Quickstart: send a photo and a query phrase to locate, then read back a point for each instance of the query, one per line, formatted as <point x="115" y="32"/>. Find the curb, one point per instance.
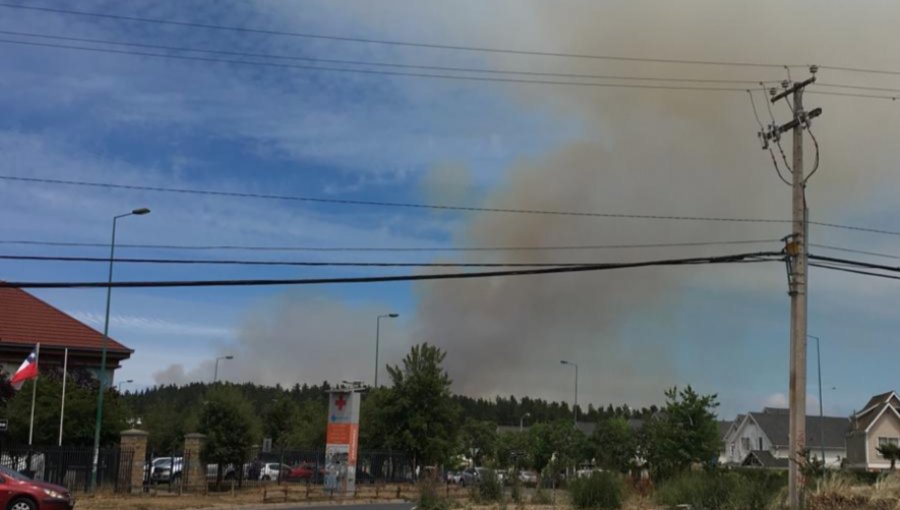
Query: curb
<point x="310" y="504"/>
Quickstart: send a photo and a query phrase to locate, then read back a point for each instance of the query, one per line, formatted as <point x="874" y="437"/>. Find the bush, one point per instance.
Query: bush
<point x="600" y="490"/>
<point x="490" y="488"/>
<point x="718" y="490"/>
<point x="540" y="496"/>
<point x="430" y="496"/>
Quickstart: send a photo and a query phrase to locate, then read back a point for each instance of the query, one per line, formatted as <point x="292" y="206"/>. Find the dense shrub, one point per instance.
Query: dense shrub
<point x="541" y="496"/>
<point x="720" y="490"/>
<point x="600" y="490"/>
<point x="490" y="487"/>
<point x="430" y="496"/>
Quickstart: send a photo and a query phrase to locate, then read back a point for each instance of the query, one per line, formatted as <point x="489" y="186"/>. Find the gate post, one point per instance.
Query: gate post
<point x="194" y="475"/>
<point x="134" y="441"/>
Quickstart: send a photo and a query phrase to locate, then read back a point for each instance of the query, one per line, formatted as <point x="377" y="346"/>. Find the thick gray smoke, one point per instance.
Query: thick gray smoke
<point x="643" y="152"/>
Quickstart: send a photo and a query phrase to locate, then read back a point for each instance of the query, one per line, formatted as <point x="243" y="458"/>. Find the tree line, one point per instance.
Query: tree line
<point x="416" y="413"/>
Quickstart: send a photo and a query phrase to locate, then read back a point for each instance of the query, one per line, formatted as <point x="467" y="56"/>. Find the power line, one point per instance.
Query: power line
<point x="568" y="83"/>
<point x="424" y="67"/>
<point x="126" y="260"/>
<point x="853" y="250"/>
<point x="231" y="247"/>
<point x="382" y="64"/>
<point x="307" y="35"/>
<point x="371" y="71"/>
<point x="857" y="263"/>
<point x="854" y="271"/>
<point x="411" y="205"/>
<point x="727" y="259"/>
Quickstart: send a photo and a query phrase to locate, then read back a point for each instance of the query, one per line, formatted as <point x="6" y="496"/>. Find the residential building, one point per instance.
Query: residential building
<point x="26" y="320"/>
<point x="877" y="424"/>
<point x="767" y="431"/>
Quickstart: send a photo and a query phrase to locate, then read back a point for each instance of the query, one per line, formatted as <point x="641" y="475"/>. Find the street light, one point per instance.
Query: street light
<point x="102" y="375"/>
<point x="377" y="339"/>
<point x="216" y="373"/>
<point x="821" y="413"/>
<point x="574" y="405"/>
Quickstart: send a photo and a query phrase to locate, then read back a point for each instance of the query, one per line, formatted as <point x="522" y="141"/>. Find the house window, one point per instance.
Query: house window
<point x="887" y="440"/>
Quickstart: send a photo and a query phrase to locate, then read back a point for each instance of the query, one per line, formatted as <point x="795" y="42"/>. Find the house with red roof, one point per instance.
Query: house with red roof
<point x="26" y="320"/>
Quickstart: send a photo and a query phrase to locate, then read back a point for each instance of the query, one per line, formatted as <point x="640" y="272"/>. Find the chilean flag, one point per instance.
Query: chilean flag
<point x="27" y="371"/>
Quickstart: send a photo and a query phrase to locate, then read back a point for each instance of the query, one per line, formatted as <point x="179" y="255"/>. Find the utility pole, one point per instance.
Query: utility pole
<point x="796" y="258"/>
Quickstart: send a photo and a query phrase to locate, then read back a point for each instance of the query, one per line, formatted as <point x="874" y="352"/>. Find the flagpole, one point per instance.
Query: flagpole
<point x="62" y="407"/>
<point x="37" y="357"/>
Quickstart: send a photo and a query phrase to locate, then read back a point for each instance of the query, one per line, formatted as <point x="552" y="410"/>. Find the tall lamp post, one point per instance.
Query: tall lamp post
<point x="102" y="375"/>
<point x="821" y="413"/>
<point x="216" y="372"/>
<point x="575" y="404"/>
<point x="378" y="339"/>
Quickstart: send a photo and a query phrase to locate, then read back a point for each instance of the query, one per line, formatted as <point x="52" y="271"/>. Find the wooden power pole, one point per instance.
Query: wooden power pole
<point x="796" y="252"/>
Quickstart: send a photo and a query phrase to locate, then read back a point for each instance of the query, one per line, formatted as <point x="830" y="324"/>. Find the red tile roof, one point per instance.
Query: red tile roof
<point x="25" y="319"/>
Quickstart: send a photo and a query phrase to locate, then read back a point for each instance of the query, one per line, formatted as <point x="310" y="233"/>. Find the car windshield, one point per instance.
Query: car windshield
<point x="9" y="473"/>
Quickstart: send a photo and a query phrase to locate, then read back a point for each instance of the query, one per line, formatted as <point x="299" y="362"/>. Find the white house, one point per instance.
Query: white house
<point x="761" y="439"/>
<point x="876" y="425"/>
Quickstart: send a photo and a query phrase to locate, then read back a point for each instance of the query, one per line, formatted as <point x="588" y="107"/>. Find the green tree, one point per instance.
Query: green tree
<point x="307" y="427"/>
<point x="420" y="408"/>
<point x="684" y="433"/>
<point x="891" y="452"/>
<point x="81" y="412"/>
<point x="614" y="444"/>
<point x="513" y="449"/>
<point x="280" y="419"/>
<point x="560" y="440"/>
<point x="230" y="425"/>
<point x="478" y="439"/>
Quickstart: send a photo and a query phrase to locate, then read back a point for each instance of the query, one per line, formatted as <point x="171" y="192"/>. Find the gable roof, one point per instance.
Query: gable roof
<point x="724" y="428"/>
<point x="776" y="425"/>
<point x="27" y="320"/>
<point x="881" y="398"/>
<point x="873" y="409"/>
<point x="764" y="458"/>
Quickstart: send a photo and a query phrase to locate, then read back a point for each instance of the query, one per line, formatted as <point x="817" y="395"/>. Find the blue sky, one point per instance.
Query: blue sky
<point x="160" y="122"/>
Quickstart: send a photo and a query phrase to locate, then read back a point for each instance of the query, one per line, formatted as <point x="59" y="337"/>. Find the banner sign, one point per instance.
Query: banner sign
<point x="341" y="441"/>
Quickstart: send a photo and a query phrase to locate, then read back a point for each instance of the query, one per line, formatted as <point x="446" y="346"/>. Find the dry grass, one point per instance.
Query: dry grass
<point x="836" y="492"/>
<point x="268" y="494"/>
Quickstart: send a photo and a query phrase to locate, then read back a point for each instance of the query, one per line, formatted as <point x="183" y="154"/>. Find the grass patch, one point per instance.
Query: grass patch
<point x="601" y="490"/>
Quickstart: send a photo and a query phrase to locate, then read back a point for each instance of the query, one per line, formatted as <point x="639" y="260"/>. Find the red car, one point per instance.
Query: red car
<point x="301" y="472"/>
<point x="18" y="492"/>
<point x="304" y="472"/>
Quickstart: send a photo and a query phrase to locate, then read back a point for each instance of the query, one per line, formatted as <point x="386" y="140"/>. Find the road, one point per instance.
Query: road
<point x="373" y="506"/>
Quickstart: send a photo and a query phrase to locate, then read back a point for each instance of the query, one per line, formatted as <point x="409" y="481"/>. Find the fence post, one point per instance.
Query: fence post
<point x="195" y="477"/>
<point x="135" y="441"/>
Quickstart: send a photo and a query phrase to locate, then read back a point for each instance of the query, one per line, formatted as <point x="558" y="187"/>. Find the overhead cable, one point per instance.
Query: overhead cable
<point x="726" y="259"/>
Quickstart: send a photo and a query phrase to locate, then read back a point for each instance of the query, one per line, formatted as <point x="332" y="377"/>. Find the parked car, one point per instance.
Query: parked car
<point x="166" y="469"/>
<point x="22" y="493"/>
<point x="305" y="471"/>
<point x="274" y="471"/>
<point x="454" y="477"/>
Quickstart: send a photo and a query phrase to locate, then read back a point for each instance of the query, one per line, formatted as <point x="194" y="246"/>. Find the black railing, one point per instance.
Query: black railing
<point x="71" y="467"/>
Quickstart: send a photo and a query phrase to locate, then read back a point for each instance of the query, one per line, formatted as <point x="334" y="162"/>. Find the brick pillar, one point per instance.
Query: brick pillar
<point x="134" y="441"/>
<point x="195" y="476"/>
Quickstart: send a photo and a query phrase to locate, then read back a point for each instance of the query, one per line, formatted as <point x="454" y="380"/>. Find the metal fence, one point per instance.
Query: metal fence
<point x="71" y="467"/>
<point x="308" y="467"/>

------------------------------------------------------------

#### [Task prompt]
Repeat the line containing "railing, one point per instance." and all subsequent lines through the final line of the data, exactly and with no others.

#### [Correct output]
Quickstart: send a photo and a query phrase to locate, then read back a point for each instance of the query, one per line, formatted as <point x="194" y="246"/>. Find the black railing, one point per instance.
Query: black railing
<point x="71" y="467"/>
Quickstart: send a photo and a query phrase to locate, then read back a point for each instance of the query, one per line, formatted as <point x="334" y="162"/>. Find the brick pillar, one point per instance.
Query: brick pillar
<point x="134" y="441"/>
<point x="195" y="476"/>
Quickstart: send a photo and a query phrase to locate, then read back a point for each instance of the query, one per line, formatted as <point x="454" y="380"/>. Find the metal fence, one point per instance.
Query: metal fence
<point x="71" y="467"/>
<point x="308" y="467"/>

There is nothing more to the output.